Stored data »
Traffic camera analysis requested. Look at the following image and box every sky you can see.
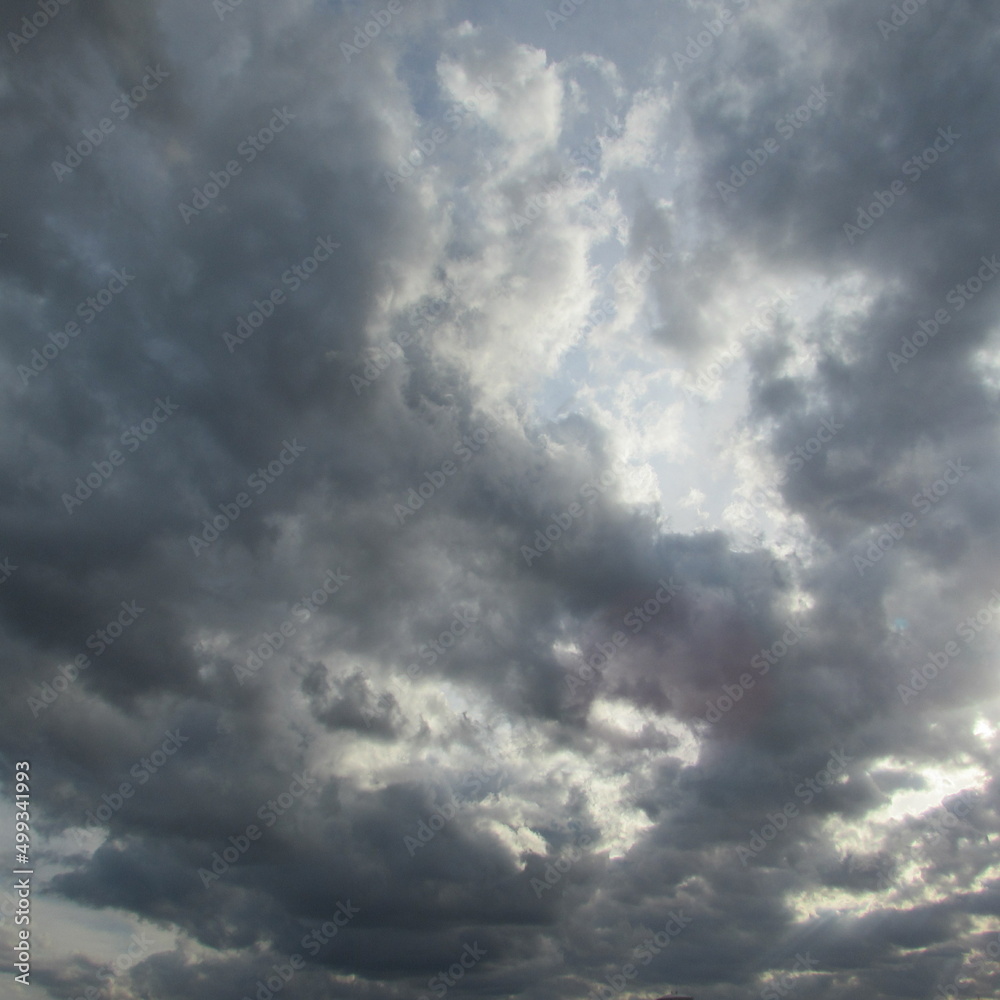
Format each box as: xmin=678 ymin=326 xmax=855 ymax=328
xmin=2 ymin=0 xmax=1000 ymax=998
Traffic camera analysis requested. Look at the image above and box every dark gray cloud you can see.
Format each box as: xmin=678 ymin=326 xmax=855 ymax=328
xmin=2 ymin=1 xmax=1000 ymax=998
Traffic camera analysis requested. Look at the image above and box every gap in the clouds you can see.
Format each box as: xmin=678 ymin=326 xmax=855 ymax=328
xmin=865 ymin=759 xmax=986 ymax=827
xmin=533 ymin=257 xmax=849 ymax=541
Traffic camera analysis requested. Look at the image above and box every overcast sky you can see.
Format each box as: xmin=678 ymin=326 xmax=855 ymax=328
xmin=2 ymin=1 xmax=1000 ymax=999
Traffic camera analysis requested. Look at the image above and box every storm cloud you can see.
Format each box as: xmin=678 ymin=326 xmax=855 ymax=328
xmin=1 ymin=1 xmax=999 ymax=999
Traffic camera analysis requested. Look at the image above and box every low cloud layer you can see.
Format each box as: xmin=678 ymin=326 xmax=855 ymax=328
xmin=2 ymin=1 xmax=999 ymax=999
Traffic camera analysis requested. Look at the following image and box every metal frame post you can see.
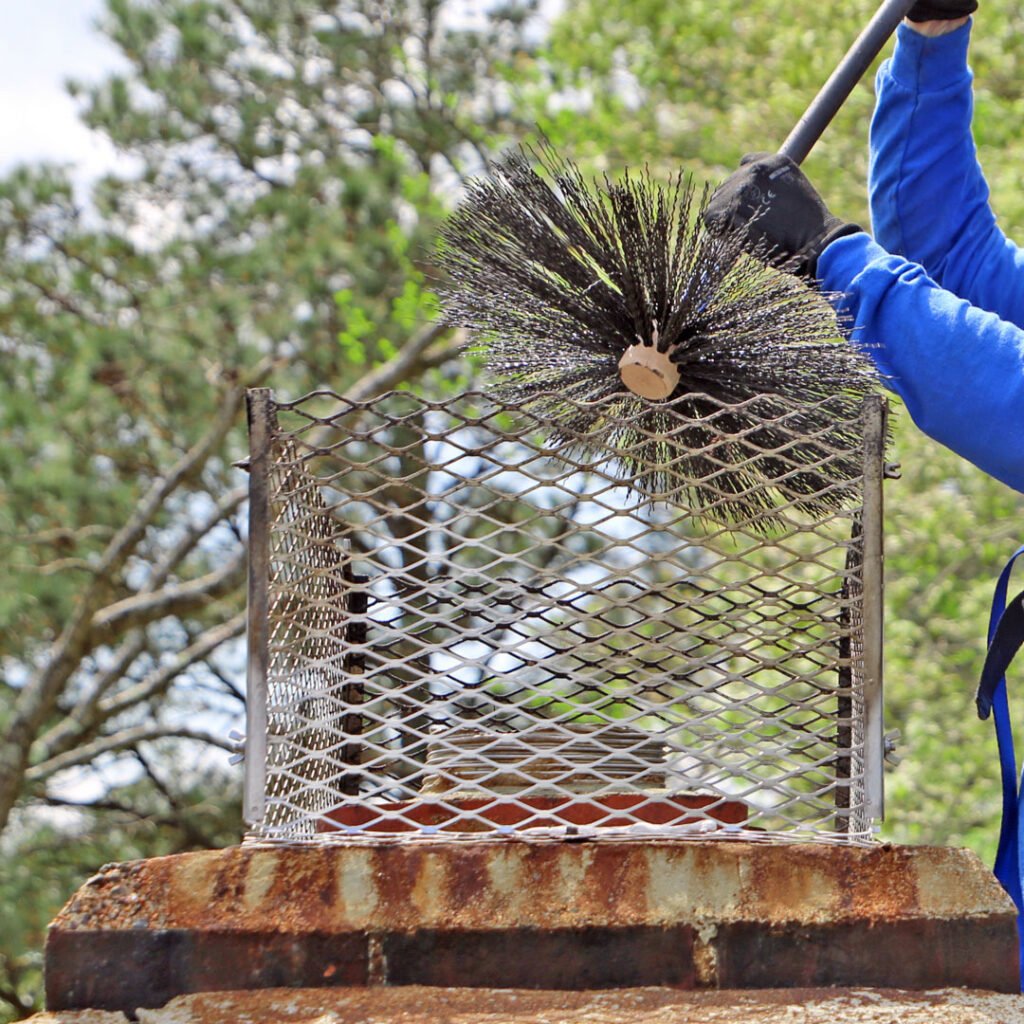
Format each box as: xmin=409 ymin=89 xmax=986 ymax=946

INSTRUCTIONS FOR THE TASK »
When you find a line in the records that contains the word "following", copy it.

TASK ANSWER »
Traffic camera analysis requested. Look at the following image and box every sky you can see.
Traffic camera analysis requested. Look at the following image and box every metal frame post you can see.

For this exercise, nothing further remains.